▶ _What to produce_
Take each line of the listing that has the string "ship" and report it.
____ Data records
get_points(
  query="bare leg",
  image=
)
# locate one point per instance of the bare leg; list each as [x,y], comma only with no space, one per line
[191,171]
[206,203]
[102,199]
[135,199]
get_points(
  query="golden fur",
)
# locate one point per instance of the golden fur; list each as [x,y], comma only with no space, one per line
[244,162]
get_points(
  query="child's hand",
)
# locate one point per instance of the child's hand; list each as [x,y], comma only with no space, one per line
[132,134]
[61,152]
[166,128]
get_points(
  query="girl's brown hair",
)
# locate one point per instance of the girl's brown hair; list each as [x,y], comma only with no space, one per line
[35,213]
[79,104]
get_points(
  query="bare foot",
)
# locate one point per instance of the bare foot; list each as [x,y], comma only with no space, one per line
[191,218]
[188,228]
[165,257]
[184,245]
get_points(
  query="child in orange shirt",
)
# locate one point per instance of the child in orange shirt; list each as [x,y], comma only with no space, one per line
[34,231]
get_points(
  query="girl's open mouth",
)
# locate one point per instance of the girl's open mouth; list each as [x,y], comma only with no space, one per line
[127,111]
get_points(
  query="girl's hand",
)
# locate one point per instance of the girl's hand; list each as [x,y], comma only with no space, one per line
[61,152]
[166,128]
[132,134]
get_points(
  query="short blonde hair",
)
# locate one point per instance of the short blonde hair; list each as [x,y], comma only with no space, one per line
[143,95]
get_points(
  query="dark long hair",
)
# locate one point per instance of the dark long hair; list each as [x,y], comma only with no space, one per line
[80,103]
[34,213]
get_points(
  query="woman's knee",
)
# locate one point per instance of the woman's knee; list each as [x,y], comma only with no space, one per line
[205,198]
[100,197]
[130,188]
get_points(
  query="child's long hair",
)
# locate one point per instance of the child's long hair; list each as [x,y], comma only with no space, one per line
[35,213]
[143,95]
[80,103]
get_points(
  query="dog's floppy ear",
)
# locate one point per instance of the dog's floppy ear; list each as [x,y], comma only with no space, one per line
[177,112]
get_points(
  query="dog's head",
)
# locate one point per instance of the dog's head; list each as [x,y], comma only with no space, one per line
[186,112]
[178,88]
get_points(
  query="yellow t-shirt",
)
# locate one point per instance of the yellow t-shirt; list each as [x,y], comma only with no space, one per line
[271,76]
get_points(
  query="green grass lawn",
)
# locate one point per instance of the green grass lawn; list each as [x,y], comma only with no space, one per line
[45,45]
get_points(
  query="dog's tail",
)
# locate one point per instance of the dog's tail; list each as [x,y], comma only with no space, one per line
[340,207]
________
____ Data records
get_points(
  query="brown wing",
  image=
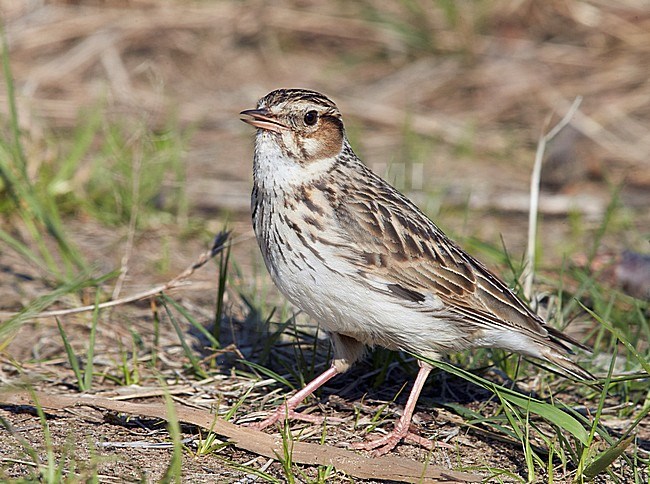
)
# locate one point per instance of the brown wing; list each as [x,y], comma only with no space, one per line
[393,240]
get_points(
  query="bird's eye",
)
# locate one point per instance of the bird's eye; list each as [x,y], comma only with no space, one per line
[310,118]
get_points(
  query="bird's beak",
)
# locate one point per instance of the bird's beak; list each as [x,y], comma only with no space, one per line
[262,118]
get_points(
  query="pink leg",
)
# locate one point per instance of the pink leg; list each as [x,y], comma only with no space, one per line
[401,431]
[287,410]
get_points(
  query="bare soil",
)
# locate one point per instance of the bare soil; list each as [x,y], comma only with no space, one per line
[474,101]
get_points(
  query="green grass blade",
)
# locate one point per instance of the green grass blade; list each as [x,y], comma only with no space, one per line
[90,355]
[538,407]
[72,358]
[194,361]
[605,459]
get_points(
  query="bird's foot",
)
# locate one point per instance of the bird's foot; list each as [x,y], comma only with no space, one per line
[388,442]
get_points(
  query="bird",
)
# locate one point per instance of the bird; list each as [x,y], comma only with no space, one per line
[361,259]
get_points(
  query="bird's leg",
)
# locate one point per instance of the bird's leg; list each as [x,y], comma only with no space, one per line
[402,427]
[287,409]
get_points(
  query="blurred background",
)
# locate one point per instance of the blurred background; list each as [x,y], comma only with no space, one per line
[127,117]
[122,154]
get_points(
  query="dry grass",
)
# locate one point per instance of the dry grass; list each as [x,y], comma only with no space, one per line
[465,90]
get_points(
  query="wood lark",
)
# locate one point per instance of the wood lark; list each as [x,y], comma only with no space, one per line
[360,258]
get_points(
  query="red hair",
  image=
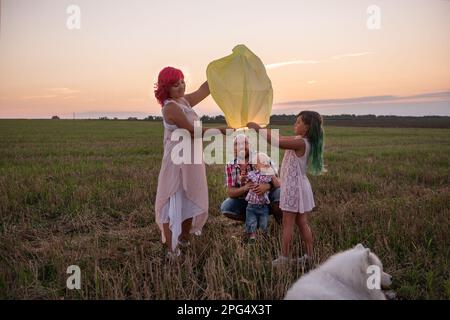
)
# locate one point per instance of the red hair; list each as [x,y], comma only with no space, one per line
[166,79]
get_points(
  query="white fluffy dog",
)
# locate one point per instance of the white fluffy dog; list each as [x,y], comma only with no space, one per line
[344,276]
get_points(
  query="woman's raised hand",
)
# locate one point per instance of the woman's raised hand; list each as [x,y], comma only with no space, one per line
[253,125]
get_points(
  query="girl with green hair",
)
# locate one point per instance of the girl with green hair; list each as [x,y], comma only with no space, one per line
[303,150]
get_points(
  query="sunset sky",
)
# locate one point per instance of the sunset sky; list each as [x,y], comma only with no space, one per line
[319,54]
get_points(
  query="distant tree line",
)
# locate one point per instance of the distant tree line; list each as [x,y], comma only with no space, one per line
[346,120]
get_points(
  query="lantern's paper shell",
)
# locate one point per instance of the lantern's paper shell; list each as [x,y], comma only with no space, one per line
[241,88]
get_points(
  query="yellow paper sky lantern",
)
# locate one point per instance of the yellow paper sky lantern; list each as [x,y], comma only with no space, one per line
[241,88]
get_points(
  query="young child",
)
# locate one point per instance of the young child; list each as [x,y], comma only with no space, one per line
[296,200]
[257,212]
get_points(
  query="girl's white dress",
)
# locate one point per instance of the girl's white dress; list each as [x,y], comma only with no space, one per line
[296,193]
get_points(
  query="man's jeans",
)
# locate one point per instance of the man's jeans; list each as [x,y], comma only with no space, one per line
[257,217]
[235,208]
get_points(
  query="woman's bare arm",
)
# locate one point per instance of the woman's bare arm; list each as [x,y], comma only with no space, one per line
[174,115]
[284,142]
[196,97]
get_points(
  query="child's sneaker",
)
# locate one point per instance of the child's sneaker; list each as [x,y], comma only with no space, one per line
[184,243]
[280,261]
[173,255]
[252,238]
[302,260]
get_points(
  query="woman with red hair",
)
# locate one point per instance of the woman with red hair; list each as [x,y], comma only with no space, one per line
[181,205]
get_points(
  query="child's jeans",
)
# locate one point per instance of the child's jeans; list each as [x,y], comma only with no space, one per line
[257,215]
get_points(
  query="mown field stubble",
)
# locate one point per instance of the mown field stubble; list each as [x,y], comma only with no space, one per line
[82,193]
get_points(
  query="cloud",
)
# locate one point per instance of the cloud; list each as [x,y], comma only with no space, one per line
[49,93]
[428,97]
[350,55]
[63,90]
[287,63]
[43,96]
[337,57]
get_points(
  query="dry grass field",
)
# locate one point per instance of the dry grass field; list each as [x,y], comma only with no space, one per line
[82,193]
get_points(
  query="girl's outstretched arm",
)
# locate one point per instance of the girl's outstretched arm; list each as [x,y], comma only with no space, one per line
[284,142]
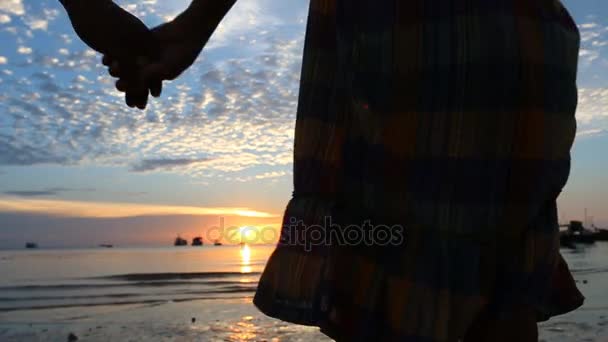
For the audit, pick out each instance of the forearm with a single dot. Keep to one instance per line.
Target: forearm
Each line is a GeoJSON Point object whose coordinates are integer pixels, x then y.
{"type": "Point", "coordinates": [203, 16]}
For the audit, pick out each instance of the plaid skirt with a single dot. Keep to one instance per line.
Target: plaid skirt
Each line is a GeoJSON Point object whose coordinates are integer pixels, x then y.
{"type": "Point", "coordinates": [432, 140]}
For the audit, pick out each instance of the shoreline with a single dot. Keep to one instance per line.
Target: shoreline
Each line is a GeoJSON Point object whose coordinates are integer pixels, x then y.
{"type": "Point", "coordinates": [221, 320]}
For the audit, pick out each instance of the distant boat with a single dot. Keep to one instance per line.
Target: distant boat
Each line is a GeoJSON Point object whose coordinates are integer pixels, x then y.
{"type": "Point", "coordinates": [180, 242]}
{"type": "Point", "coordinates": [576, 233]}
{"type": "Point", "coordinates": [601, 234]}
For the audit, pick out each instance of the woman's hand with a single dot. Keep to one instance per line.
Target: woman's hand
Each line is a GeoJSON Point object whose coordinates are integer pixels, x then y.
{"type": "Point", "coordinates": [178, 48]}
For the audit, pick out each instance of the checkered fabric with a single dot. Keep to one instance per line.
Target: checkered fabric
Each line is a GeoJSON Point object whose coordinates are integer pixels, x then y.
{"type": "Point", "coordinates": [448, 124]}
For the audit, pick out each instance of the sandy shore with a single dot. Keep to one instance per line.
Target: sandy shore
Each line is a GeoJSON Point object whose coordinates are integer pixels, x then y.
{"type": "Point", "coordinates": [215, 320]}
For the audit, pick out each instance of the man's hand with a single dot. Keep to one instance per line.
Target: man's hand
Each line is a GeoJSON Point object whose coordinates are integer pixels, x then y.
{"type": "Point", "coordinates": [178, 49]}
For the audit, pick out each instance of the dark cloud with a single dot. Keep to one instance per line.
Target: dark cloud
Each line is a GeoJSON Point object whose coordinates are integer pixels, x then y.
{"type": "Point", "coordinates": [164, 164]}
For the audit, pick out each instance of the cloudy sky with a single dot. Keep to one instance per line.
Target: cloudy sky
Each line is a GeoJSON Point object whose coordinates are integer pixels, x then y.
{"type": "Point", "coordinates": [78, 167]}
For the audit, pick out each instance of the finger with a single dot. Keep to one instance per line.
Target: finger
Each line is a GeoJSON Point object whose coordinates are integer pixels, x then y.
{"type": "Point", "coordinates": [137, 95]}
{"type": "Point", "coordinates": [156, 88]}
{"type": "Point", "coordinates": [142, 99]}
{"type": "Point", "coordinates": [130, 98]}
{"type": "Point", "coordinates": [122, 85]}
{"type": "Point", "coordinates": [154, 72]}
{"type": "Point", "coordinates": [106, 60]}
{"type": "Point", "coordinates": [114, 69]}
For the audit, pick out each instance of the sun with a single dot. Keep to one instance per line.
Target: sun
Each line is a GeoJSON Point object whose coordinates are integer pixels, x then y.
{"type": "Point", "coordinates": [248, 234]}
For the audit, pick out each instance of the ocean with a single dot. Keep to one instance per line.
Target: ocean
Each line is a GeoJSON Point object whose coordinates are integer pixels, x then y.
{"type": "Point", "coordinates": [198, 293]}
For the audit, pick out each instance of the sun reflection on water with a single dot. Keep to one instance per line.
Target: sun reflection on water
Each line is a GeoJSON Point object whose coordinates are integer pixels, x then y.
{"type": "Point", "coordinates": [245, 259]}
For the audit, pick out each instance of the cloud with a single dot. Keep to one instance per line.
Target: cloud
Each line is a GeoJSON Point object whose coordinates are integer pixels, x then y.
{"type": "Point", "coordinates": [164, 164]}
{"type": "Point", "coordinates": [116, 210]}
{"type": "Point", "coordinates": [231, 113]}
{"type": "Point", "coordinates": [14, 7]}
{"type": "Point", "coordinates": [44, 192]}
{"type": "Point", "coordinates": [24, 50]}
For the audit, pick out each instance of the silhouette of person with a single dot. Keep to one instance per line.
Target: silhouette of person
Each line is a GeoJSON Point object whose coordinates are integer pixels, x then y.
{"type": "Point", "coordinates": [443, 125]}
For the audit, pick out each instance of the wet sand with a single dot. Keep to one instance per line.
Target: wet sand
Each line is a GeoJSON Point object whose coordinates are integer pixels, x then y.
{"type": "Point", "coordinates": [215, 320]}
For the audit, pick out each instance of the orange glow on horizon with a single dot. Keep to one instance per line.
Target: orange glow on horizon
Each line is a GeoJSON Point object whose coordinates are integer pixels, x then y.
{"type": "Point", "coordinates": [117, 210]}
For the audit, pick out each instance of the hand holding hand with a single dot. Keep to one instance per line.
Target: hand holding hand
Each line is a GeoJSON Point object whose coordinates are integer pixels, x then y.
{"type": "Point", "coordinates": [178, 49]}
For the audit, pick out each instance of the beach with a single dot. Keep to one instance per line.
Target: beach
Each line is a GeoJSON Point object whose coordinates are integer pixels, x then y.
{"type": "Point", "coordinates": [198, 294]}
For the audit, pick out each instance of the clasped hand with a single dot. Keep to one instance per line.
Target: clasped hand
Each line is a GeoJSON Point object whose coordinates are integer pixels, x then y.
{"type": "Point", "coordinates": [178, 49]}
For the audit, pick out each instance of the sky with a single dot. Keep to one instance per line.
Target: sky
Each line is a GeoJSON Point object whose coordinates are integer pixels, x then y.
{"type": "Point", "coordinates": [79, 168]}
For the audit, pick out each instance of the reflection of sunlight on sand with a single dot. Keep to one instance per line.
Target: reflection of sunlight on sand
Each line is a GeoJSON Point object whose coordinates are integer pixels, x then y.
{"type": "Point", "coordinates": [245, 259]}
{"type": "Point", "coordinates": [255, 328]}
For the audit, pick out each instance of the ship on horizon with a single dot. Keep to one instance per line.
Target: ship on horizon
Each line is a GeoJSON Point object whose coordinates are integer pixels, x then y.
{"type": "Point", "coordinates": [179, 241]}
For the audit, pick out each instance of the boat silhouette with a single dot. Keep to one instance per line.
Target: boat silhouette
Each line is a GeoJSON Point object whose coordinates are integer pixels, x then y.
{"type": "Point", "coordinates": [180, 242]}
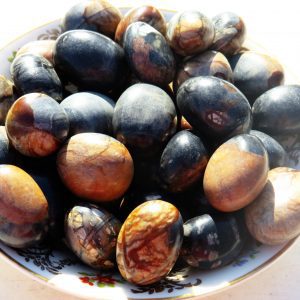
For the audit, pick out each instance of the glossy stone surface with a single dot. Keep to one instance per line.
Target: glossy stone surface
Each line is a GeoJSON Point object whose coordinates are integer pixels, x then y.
________
▶ _Response area_
For the audit, pick out each instance of the ship on horizon with a single dot. Keep to one instance per line.
Target: ship on horizon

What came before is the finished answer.